## WORK REQUEST
The reply should be an exact transcription of every record.

## EXERCISE DATA
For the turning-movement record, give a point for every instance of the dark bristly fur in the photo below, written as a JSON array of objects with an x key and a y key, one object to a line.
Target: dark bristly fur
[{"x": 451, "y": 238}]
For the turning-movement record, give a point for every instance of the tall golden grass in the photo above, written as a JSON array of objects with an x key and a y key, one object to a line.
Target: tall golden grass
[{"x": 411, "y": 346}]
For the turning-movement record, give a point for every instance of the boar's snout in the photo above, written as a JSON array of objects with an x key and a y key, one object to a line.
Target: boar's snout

## WRITTEN RESPONSE
For the turning-movement record, give a point for every instance of the dark bristly fur in the photo below, written as a JSON array of objects with an x key and a y key, one object to a line.
Target: dark bristly fur
[{"x": 451, "y": 238}]
For the turning-movement record, give a point for every instance of the tall golden grass in the photo above, written as a JSON array of objects with an x key and a y key, one object to a line.
Target: tall golden grass
[{"x": 411, "y": 346}]
For the turning-movement record, give a point for every instance of the boar's snout in the photo above, written as a JSON array of objects with an x key and a y key, one object to a line.
Target: boar's snout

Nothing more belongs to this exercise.